• What this task involves: Rewrite all the items below as a numbered list, one line per entry, with blank lines dropped. Leave the pictures out of your answer.

****************

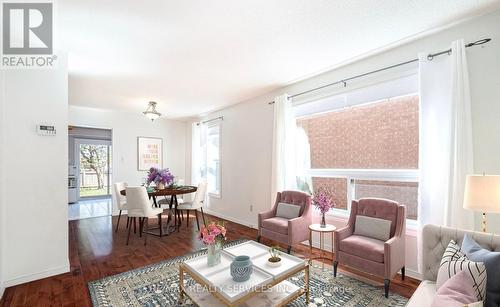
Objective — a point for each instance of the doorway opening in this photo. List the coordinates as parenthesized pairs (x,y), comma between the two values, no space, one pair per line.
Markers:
(90,172)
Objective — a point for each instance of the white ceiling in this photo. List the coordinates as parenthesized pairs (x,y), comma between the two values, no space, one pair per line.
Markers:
(193,56)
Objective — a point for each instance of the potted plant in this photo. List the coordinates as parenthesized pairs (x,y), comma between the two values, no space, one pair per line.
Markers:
(322,200)
(213,235)
(161,177)
(275,259)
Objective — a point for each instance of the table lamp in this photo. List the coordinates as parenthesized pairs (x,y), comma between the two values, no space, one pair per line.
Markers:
(482,193)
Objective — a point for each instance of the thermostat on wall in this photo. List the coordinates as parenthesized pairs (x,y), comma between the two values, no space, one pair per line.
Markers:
(46,130)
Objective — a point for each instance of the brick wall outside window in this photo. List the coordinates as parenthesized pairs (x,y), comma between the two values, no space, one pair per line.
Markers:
(381,135)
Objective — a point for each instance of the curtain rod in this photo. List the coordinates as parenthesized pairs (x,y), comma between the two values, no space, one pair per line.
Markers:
(430,57)
(211,120)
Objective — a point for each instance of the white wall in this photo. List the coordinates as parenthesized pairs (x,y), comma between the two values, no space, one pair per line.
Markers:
(247,127)
(126,127)
(34,215)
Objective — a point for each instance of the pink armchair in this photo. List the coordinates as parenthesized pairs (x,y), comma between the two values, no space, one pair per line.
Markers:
(370,255)
(287,231)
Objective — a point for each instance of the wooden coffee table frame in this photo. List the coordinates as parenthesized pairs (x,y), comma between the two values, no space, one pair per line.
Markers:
(185,269)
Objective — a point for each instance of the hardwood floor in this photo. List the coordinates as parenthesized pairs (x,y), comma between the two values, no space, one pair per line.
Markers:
(96,251)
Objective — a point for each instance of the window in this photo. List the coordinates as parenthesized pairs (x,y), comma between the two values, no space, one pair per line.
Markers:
(364,143)
(207,156)
(213,159)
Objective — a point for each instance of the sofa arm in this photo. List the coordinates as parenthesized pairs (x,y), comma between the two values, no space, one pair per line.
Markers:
(339,235)
(298,229)
(394,255)
(264,216)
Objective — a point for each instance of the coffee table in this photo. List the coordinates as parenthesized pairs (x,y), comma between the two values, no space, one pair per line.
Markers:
(267,285)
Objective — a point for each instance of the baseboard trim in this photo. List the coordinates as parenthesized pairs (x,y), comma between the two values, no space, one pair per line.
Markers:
(414,274)
(35,276)
(229,218)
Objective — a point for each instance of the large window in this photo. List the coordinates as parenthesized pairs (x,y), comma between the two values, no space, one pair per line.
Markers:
(367,147)
(213,159)
(207,155)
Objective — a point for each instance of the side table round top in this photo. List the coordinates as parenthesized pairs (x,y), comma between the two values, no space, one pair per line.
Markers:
(317,227)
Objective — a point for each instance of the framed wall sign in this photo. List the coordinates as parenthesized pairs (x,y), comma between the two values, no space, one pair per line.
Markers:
(149,153)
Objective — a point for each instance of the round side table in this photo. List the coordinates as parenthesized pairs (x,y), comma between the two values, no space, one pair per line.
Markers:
(322,231)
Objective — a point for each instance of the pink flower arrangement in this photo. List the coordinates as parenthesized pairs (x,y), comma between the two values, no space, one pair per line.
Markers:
(322,200)
(212,233)
(158,176)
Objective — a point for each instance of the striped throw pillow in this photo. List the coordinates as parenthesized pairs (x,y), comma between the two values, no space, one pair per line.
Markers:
(454,261)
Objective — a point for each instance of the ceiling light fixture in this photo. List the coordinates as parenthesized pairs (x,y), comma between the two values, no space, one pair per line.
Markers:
(151,112)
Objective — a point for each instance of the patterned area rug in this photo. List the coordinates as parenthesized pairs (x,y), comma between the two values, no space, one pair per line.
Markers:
(157,285)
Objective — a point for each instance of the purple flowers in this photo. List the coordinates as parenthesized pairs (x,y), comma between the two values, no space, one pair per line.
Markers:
(322,200)
(160,176)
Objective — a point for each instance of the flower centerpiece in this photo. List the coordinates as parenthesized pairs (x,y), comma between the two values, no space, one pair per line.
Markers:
(161,177)
(213,235)
(275,259)
(322,200)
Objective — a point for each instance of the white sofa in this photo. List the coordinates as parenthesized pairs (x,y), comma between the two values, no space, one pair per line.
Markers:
(435,239)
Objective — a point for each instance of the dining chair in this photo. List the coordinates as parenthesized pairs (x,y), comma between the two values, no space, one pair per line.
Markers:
(165,201)
(139,206)
(195,204)
(121,201)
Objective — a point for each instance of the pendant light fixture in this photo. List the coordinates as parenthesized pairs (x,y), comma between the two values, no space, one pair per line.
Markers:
(151,112)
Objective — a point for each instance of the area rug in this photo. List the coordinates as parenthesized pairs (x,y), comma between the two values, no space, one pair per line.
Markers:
(157,285)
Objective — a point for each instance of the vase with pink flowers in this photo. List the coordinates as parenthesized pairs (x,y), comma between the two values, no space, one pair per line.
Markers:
(322,200)
(213,235)
(161,177)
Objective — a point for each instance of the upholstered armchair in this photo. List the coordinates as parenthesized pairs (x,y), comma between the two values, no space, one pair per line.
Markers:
(287,230)
(373,256)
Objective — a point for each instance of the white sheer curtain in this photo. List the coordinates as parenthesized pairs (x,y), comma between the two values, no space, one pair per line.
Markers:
(445,138)
(283,161)
(303,161)
(198,158)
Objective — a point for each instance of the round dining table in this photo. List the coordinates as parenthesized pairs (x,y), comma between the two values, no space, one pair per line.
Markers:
(172,221)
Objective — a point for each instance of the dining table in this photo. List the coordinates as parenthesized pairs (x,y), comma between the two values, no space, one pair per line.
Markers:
(173,220)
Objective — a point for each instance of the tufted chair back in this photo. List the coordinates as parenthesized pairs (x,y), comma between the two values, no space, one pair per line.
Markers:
(293,197)
(435,239)
(378,208)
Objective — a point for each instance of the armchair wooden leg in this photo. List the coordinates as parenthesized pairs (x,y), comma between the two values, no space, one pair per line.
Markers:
(118,223)
(141,225)
(145,224)
(128,236)
(197,221)
(203,216)
(387,282)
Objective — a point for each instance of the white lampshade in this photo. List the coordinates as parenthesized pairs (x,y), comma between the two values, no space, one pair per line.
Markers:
(482,193)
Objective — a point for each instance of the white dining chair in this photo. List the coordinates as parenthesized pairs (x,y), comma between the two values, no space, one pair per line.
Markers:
(121,200)
(195,204)
(139,206)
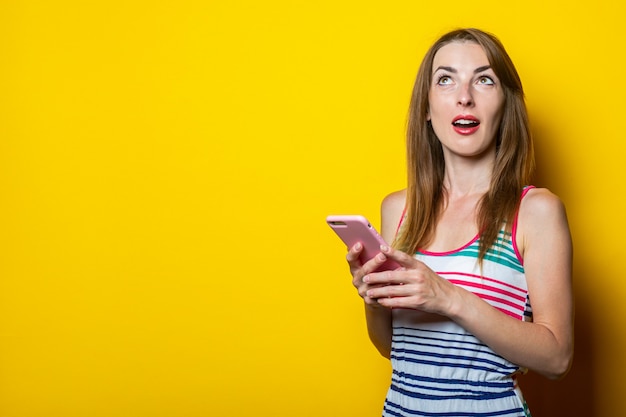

****************

• Output for this task:
1. Objective — a point for each instance of the doorway opening in this photo. List the coordinates as parenthesized pairs (x,y), comma between the two values, no space, one pair per line.
2. Markers:
3. (90,172)
4. Objective — a point for each instance of the white ceiling in this photo. List the coordinates as parenthesized pairs (x,y), comma between the two values, no space, one pair per line.
5. Markers:
6. (193,56)
7. Objective — a point for each instance of the potted plant in this photo. List the coordinates as parenthesized pairs (x,y), comma between the two values, no space, one pair per line.
8. Markers:
9. (322,200)
10. (213,235)
11. (161,177)
12. (275,259)
13. Objective — a point for each instance of the table lamp in this photo. List the coordinates as parenthesized pairs (x,y), comma between the two values, no space, one pair per line.
14. Markers:
15. (482,193)
16. Objective — a point for each instance of the thermostat on wall in this photo. List the coordinates as parenthesized pairs (x,y), comma between the two values, no space, one pair per line.
17. Markers:
18. (46,130)
19. Objective — a point for each instance of the brick wall outside window in this photo. List the coordinates as parenthesized pairs (x,y), comma between the two values, no space, one pair per line.
20. Markers:
21. (381,135)
22. Objective — a point for each instance of the curtain rod in this photo. List the coordinates as parenthesized pairs (x,y), comma between the two values, no space, one pair per line.
23. Markers:
24. (430,57)
25. (211,120)
26. Objective — a point for each instance of the white wall in this photo. List the coordinates as parenthesized pairs (x,y), comma between the two values, no space, one pair per line.
27. Markers:
28. (247,127)
29. (126,127)
30. (34,215)
31. Objective — a point for each instance of the pink armchair in this photo. List the coordinates as parenthesized pairs (x,y), comma between the two values, no space, one pair per line.
32. Markers:
33. (370,255)
34. (287,231)
35. Objective — a point for each instance of the wooden coffee table frame in this photo. List the coordinates as parenthesized pairs (x,y), comma between the two values, no space, one pair per line.
36. Markers:
37. (185,269)
38. Objective — a point for each instance of the hardwood floor in this photo. List the coordinates as parenthesized pairs (x,y), comma between the two values, no space, one pair per line.
39. Markers:
40. (96,251)
41. Objective — a point for each instance of the window in this photo. List the coordinates as parenthesized pairs (x,y), comma between the two values, no space, one pair per line.
42. Markers:
43. (364,143)
44. (207,156)
45. (213,159)
46. Objective — a point for each instance of the sofa arm in this photo. List the coordinates as parenthesized pairs (x,y), comma between the two values, no space, one pair per line.
47. Markers:
48. (339,235)
49. (298,229)
50. (394,255)
51. (264,216)
52. Objective — a point for each instance of the coffee table in this photo. List the coordinates as parenthesized pairs (x,y), comma between the two values, no space, one pair per line.
53. Markers:
54. (267,285)
55. Objective — a point for each instance of the baseboard trim in this photo. List the coordinates as parenthesized pairs (x,y), comma between the two values, no space, one pair per line.
56. Markers:
57. (414,274)
58. (35,276)
59. (229,218)
60. Objective — a point for each instance of the large window in this photo. List the coordinates as parenthesized pairs (x,y), comma between the two values, no space, one pair per line.
61. Markers:
62. (367,147)
63. (213,159)
64. (207,155)
65. Objective — a point for each instance of the side table round top in this photo. List the coordinates as parenthesized pairs (x,y), comma between the two values, no space, one pair per line.
66. Markers:
67. (317,227)
68. Objective — a point for each instance of the framed wall sign in this photo. List the coordinates as parenthesized pairs (x,y), comma between the two values, no space, one pair per line.
69. Markers:
70. (149,153)
71. Objective — a point for each instance of the round side table in this photo. List the coordinates as parenthesized pairs (x,y), comma between the two values, no space, one pair per line.
72. Markers:
73. (322,231)
74. Objective — a point for each instance of the pink flower arrangement in this photo. List the coordinates as parenthesized pairs (x,y), comma between the two values, no space, one pair per line.
75. Markers:
76. (322,200)
77. (212,233)
78. (158,176)
79. Objective — a point for each instance of the striped throw pillow in this photo. List the coordinates as parenthesized pairs (x,y), comma between the two values, no space, one pair per line.
80. Markers:
81. (454,261)
82. Objective — a point for each instance of the ceiling light fixture in this photo. List the coordinates as parenthesized pairs (x,y), comma between the two values, no space, one pair per line.
83. Markers:
84. (151,112)
85. Objective — a point for each instance of the patterned area rug in this photo. List the coordinates as parenthesized pairs (x,y), comma between the two values, no space, one pair per line.
86. Markers:
87. (157,285)
88. Objective — a point for each instance of the purple flowers in this photo. List the coordinates as parenthesized pairs (x,y), comma between the two values, no space, one pair per line.
89. Markers:
90. (322,200)
91. (160,176)
92. Objective — a point for each instance of the flower centerpiece in this photo. List the coordinates as parenthesized pairs (x,y), comma between the two values, no space, one pair per line.
93. Markers:
94. (161,177)
95. (213,235)
96. (275,259)
97. (322,200)
98. Objective — a point for each instance of the white sofa in this photo. List the coordinates as parenthesized pairs (x,y), comma between the two values, no space, one pair per line.
99. Markers:
100. (435,239)
101. Objective — a point for each instance of the dining chair in this photo. List the coordinates as parenthesized pairs (x,y), comma between the two values, no space, one pair per line.
102. Markers:
103. (165,201)
104. (139,206)
105. (195,204)
106. (121,201)
107. Objective — a point for each instance of the pendant light fixture in this photo. List the coordinates as parenthesized pairs (x,y), comma between the two values, no space, one pair per line.
108. Markers:
109. (151,112)
110. Objective — a point for each instance of the area rug in this photo. List the coordinates as parenthesized pairs (x,y), comma between the two values, no space, one pair per line.
111. Markers:
112. (157,285)
113. Objective — a point for each instance of the vase with pink flowers in this photo. List the coordinates as parenthesized pairs (x,y), comma between the two values, no space, one pair per line.
114. Markers:
115. (322,200)
116. (213,235)
117. (161,177)
118. Objective — a point for each instance of the upholstered armchair in this photo. List the coordinates as parenthesized pairs (x,y), comma between the two values, no space, one pair per line.
119. Markers:
120. (287,230)
121. (373,256)
122. Objective — a point for each instance of the white sheer curtain in this photo. List the coordinates as parenthesized pairs (x,y), comma between the two values, no space, one pair per line.
123. Markers:
124. (445,138)
125. (283,161)
126. (303,161)
127. (198,158)
128. Objective — a point for each instance of the round dining table in this photo. List the coordinates as parenthesized pairs (x,y), comma between the two values, no space, one pair per line.
129. Markers:
130. (172,221)
131. Objective — a point for each instance of the dining table in this photo. List the coordinates as parenthesized pairs (x,y), comma between the two values, no space, one pair per line.
132. Markers:
133. (173,220)
134. Objective — a point for each instance of the tufted chair back in this photo. List the coordinates as parenthesized pairs (x,y), comma between the two values, no space, one pair per line.
135. Markers:
136. (293,197)
137. (435,239)
138. (378,208)
139. Objective — a point for each instance of the armchair wooden leg in this photo. List the coordinates as parenthesized pairs (x,y), comma between the two values, no space, one pair per line.
140. Markers:
141. (118,223)
142. (141,225)
143. (145,224)
144. (128,236)
145. (197,221)
146. (203,216)
147. (387,282)
148. Objective — a point for each instance of the white lampshade in this photo. List the coordinates as parenthesized pairs (x,y), comma between the two values, no space, one pair per line.
149. Markers:
150. (482,193)
151. Objective — a point for each instance of the white dining chair in this photo. List the coordinates as parenthesized pairs (x,y), comma between the two values, no space, one pair per line.
152. Markers:
153. (121,200)
154. (195,204)
155. (139,206)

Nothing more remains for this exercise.